**Список заданий:**
- a) Кого, согласно отрывку о Белинском, критик ставил на одну доску с Шекспиром?
- b) Продублируй без изменений строки, приведённые ниже после отрывка о Белинском: начни с самой первой из них и закончи строкой, содержащей «<point>1036,195</point>», включая обе границы.

━━ Отрывок документа ━━

Белинского попрекали многие – в частности, противники натурализма – и многим; на кое-какие попреки возразить почти нечего. Он был диким сумасбродом; ни воодушевление, ни серьезность, ни честность не искупают его невероятных, ни с чем не сообразных суждений. Белинский заявлял: Данте вообще не поэт; Фенимора Купера ставил на одну доску с Шекспиром; звал «Отелло» произведением варварской эпохи; пушкинскую поэму «Руслан и Людмила» честил «детской и нисколько не гениальной»[222], «Повести Белкина» и «Сказки» считал никчемными, а Татьяну из «Евгения Онегина» звал «нравственным эмбрионом»[223]. Не менее дикие замечания отпускались по адресу Расина и Корнеля, Бальзака и Гюго.

Одни объясняются раздражением, вызванным средневековыми пристрастиями славянофилов, другие – слишком бурной реакцией на суждения профессора Надеждина и его школы, считавших, что изображение темного, уродливого и чудовищного противно художественному вкусу, ибо жизнь и природа полны красоты и гармонии; а третьи – наиболее частые – лишь и возможно отнести на счет критической слепоты и глухоты. Белинский разбранил великолепного поэта Баратынского в пух и прах, на полвека вычеркнул одаренного младшего современника Пушкина, Владимира Бенедиктова, из читательской памяти – только потому, что не выносил словесного изящества, не подкрепляемого нравственным пылом. Критик начинал думать, будто ошибся, провозгласив Достоевского гением: всего скорее, Достоевский был обычным, вызывающим раздражение, верующим неврастеником, да еще и маявшимся манией преследования... Критика Белинского неровна чрезвычайно. Очерки о художественной теории содержат несколько удачных страниц, однако в целом кажутся сухими, натянутыми и созданными в рамках германских философских систем, напоминавших Прокрустово ложе, чуждых определенному, порывистому и прямому ощущению искусства и жизни, столь свойственному самому Белинскому. Он писал и говорил очень много; чересчур много сказал о слишком уж многих не связанных меж собою вещах; слишком часто витийствовал несвязно и простодушно, с произвольными преувеличениями и поспешными выводами, столь обычными для догматика-самоучки, – при этом неизменно брызгал слюной в крайнем возбуждении (точнее, в исступлении), неизменно частил, торопился, ошибался, поправлялся, запинался – сплошь и рядом выглядел жалко, – но всегда отчаянно спешил куда угодно, где битва меж истиной и ложью, жизнью и смертью кипела всего горячее. Он был тем большим сумасбродом, что искренне гордился кажущейся своей свободой от мелочности, от чопорной, прилизанной опрятности и школярской строгости, от осторожной рассудочности, всегда помнящей: следует останавливаться вовремя.

━━━
━━ Извлечённые строки ━━

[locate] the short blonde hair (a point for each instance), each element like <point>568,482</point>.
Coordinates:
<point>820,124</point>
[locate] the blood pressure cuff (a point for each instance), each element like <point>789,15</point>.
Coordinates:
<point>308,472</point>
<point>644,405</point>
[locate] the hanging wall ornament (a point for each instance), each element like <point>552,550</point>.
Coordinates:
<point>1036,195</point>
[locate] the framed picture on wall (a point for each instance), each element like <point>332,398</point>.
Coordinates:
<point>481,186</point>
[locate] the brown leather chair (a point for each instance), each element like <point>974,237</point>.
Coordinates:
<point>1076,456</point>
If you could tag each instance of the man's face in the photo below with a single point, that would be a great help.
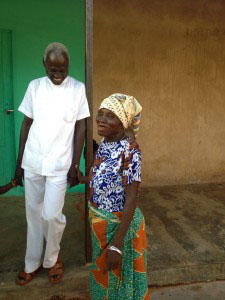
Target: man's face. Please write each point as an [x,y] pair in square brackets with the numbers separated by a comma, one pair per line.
[56,67]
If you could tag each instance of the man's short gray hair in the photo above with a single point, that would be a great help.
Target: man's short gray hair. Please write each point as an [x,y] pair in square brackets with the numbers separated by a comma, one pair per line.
[57,49]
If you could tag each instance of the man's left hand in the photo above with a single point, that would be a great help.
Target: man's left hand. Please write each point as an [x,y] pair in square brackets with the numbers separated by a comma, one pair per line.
[72,177]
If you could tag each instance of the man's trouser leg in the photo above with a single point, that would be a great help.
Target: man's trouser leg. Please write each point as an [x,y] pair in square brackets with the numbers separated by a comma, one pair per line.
[44,203]
[53,220]
[34,195]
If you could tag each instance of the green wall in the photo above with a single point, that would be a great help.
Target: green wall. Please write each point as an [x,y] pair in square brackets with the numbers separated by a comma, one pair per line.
[34,24]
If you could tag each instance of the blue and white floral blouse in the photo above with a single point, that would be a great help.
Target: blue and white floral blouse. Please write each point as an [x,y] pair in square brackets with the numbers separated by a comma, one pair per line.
[116,164]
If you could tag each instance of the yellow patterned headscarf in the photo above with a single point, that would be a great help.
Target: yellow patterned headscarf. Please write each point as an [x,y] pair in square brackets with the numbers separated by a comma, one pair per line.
[126,108]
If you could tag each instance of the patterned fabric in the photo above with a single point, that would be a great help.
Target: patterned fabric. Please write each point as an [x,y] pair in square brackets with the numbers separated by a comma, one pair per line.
[126,108]
[116,165]
[129,282]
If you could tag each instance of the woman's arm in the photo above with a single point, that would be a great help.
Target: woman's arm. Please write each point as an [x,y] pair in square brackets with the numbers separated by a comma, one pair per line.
[79,133]
[114,259]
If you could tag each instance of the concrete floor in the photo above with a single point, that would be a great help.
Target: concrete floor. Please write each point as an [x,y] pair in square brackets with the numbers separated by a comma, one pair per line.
[186,233]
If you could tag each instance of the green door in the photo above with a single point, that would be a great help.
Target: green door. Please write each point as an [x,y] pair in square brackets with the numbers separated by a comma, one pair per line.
[7,133]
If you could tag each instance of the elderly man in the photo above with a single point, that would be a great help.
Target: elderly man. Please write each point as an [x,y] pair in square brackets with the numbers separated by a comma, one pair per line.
[51,142]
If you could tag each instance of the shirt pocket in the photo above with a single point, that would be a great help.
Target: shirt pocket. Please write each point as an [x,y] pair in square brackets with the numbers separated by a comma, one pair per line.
[70,115]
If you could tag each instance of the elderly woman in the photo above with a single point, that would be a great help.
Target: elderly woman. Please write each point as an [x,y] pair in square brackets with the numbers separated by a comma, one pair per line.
[118,269]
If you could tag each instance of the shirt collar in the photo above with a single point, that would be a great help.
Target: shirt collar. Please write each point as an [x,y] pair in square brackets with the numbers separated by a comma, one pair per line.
[57,86]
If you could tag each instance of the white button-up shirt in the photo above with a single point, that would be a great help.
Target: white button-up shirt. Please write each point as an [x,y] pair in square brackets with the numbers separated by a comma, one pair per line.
[54,110]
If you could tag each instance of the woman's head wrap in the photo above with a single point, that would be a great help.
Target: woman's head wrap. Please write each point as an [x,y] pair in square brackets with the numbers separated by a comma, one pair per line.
[126,108]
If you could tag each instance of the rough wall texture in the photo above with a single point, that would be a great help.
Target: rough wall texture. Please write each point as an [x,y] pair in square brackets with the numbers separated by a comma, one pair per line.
[170,55]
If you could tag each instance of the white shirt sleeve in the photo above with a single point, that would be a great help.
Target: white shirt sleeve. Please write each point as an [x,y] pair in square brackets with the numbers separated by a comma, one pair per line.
[83,110]
[26,107]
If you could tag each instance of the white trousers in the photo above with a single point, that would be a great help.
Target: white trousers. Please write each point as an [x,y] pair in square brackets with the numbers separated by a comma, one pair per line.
[44,196]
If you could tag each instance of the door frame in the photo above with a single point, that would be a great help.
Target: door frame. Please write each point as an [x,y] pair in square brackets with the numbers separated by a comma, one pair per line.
[89,121]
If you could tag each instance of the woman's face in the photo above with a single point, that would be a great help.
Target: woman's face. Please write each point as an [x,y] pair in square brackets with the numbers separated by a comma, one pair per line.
[109,125]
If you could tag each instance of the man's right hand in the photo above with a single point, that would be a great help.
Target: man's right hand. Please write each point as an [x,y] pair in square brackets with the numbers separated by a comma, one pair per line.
[19,174]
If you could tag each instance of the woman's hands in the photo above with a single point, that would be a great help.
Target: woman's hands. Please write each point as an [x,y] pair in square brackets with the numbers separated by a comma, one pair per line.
[80,176]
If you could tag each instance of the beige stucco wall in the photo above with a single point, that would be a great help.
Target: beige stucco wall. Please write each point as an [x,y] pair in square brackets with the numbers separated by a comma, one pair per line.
[170,55]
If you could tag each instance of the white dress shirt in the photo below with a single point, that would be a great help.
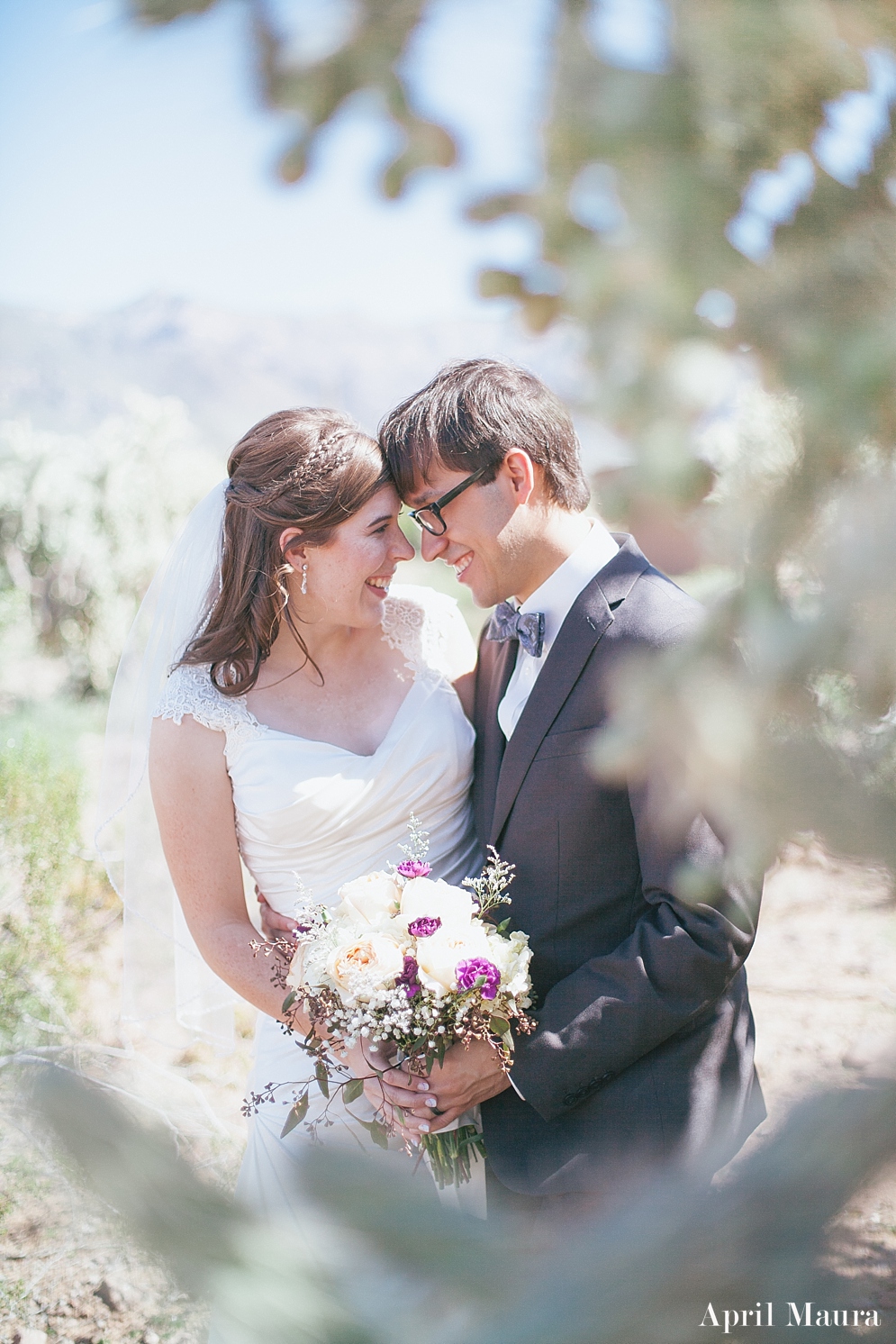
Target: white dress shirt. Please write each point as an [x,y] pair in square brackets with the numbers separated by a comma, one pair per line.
[555,598]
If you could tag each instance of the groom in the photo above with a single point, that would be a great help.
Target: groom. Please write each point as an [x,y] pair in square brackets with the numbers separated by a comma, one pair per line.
[642,1055]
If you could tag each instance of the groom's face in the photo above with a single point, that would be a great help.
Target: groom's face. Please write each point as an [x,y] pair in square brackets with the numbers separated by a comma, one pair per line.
[480,540]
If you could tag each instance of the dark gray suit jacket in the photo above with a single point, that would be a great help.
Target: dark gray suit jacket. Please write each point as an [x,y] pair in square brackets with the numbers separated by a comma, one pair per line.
[645,1040]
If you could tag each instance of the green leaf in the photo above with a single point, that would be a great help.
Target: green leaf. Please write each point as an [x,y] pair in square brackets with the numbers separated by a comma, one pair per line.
[295,1114]
[377,1132]
[352,1090]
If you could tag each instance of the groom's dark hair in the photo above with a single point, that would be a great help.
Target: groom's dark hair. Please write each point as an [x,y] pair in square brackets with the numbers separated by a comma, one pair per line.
[472,415]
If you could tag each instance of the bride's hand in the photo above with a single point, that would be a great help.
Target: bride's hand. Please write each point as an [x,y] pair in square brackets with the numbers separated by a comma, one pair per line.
[275,925]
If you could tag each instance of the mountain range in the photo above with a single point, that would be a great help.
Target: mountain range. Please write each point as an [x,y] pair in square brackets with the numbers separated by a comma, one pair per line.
[68,373]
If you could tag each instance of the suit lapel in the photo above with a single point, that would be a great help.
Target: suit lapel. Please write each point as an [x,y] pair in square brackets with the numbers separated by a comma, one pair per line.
[502,658]
[584,628]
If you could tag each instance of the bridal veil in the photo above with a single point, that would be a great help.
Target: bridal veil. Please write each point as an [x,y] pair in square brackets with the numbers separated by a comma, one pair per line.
[167,985]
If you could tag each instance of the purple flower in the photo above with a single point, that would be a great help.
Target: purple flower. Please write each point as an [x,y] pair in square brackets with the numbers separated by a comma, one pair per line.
[409,977]
[477,967]
[425,926]
[414,868]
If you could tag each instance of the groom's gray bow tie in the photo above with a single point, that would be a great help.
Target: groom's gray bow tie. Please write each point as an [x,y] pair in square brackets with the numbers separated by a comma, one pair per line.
[510,624]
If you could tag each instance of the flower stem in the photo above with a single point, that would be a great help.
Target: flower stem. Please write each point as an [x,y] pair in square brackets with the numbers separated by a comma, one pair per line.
[451,1153]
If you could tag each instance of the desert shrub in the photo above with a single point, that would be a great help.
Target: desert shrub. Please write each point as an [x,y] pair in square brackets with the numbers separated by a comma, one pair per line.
[85,519]
[50,890]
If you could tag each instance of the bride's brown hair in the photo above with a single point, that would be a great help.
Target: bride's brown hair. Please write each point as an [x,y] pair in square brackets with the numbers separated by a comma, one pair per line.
[301,468]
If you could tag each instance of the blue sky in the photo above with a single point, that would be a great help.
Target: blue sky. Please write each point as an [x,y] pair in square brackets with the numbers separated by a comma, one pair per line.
[140,160]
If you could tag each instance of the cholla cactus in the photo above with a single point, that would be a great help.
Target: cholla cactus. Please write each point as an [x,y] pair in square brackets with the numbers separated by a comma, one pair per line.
[86,519]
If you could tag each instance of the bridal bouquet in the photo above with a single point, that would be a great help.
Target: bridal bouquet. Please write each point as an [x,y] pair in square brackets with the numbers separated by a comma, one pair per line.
[412,966]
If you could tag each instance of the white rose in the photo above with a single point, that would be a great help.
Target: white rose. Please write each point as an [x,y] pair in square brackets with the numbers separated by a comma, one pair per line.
[366,966]
[512,958]
[368,899]
[423,898]
[437,958]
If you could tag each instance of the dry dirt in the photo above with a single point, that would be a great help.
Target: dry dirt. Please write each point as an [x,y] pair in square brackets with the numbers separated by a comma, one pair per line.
[824,991]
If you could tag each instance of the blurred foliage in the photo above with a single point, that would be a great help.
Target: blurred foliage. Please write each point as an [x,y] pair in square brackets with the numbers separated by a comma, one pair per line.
[769,421]
[49,890]
[314,92]
[379,1259]
[84,523]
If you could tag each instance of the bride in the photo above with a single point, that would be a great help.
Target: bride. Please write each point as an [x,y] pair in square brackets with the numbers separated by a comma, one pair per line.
[308,715]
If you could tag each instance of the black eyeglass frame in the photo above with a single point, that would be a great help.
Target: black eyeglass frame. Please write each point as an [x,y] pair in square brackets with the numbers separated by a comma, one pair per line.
[437,505]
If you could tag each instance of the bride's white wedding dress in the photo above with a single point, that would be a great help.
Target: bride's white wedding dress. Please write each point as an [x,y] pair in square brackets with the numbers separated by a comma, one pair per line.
[316,813]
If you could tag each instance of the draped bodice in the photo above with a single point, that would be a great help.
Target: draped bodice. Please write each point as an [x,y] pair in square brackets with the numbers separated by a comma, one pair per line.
[311,814]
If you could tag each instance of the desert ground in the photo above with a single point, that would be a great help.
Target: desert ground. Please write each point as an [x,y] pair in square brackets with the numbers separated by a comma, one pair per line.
[824,989]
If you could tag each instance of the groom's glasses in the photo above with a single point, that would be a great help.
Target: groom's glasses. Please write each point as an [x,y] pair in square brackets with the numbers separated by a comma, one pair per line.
[430,516]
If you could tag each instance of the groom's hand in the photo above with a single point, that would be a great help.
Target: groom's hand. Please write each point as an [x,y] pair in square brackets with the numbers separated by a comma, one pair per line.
[467,1076]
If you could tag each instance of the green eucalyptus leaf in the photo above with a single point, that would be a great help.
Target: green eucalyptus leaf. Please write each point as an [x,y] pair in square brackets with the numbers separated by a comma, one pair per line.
[352,1090]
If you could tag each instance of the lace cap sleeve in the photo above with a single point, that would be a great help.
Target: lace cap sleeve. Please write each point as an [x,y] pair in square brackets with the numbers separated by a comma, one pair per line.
[429,628]
[190,690]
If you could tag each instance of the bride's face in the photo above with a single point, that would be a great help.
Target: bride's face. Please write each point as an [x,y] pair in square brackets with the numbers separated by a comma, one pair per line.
[348,578]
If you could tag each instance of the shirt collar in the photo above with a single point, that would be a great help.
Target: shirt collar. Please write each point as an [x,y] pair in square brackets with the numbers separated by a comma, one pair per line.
[560,589]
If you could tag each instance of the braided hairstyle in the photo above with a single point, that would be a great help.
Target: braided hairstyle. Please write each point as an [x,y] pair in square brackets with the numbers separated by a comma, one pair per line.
[300,468]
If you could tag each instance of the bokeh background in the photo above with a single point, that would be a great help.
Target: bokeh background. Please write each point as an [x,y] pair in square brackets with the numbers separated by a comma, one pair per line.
[682,215]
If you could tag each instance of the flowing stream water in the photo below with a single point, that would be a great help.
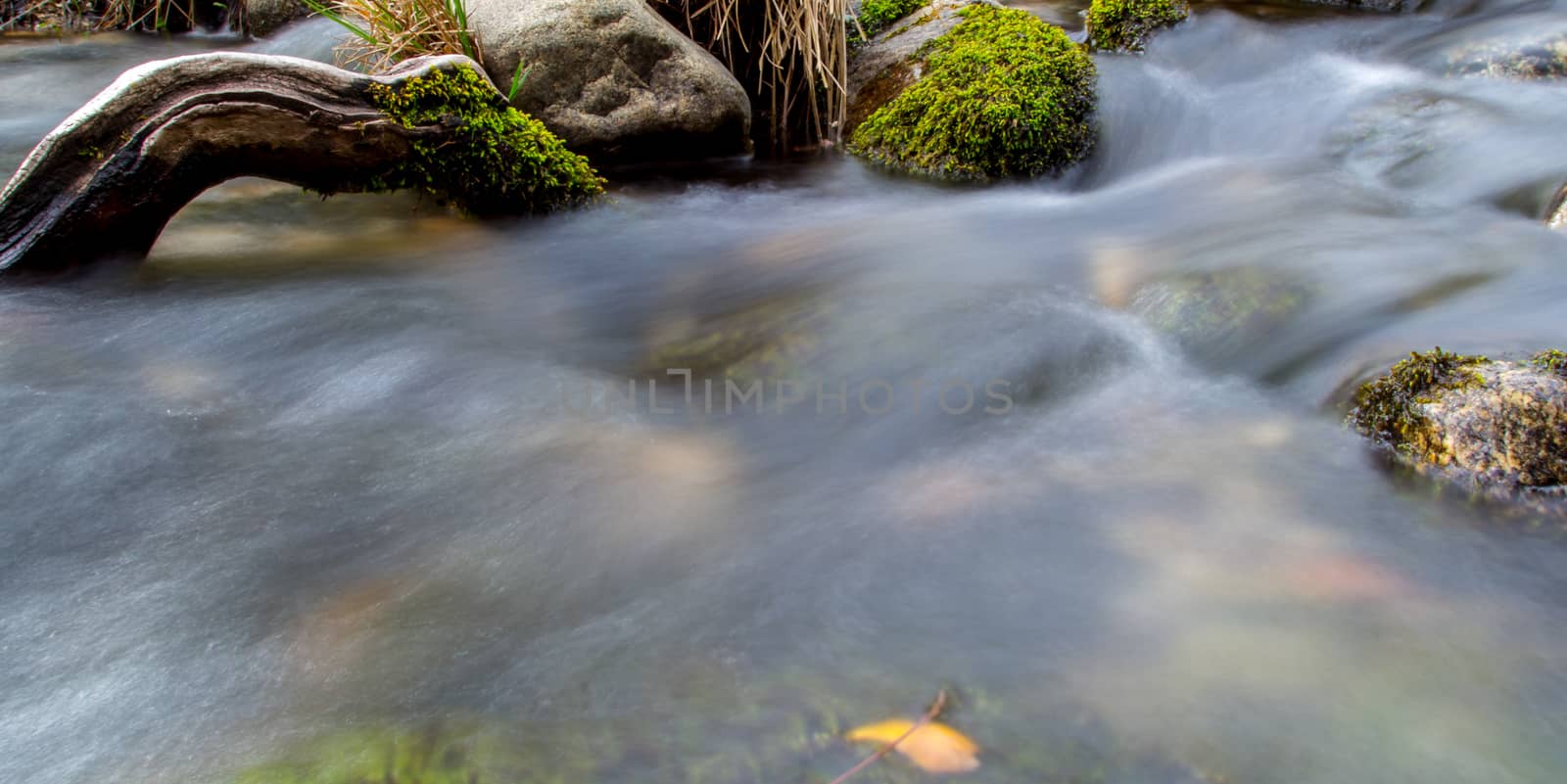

━━━

**Ответы к заданиям:**
- a) Фенимора Купера.

- b)
[locate] the short blonde hair (a point for each instance), each element like <point>568,482</point>.
Coordinates:
<point>820,124</point>
[locate] the blood pressure cuff (a point for each instance), each element like <point>789,15</point>.
Coordinates:
<point>308,472</point>
<point>644,405</point>
[locate] the hanging wall ornament (a point for each instance), each element like <point>552,550</point>.
Coordinates:
<point>1036,195</point>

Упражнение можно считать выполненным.